## Problem
Required from the data below: the exact lines starting at the line containing "like [[197, 6]]." and ending at the line containing "Query: field of tall grass", with both ends kept and all pictures dropped.

## Data shown

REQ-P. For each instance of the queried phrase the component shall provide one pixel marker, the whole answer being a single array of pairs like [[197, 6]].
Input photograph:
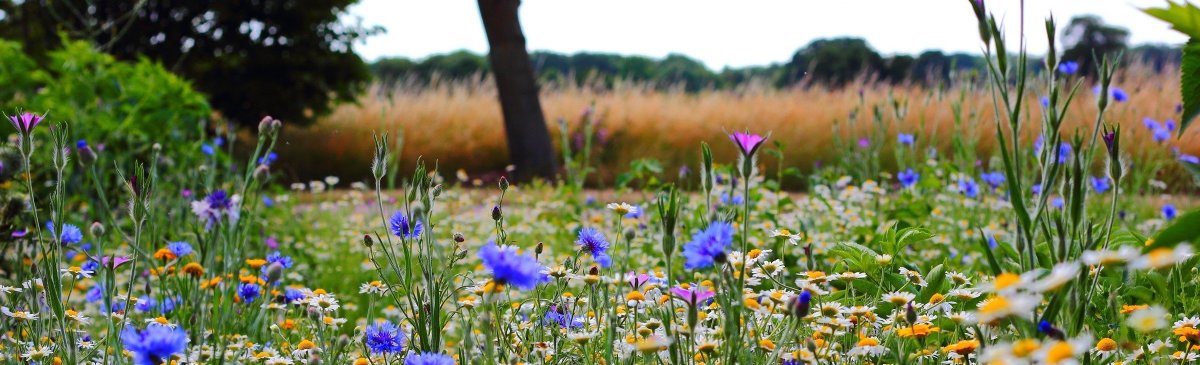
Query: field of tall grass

--

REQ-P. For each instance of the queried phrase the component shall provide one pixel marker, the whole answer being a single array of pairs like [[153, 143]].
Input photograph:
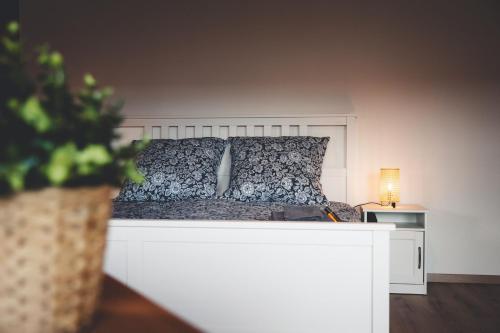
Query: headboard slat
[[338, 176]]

## Task response
REQ-P. For each instance of the queried phrase the component shall provide one pixel marker, the whole answer being a single array of pairs like [[197, 6]].
Input photograph:
Query: field of tall grass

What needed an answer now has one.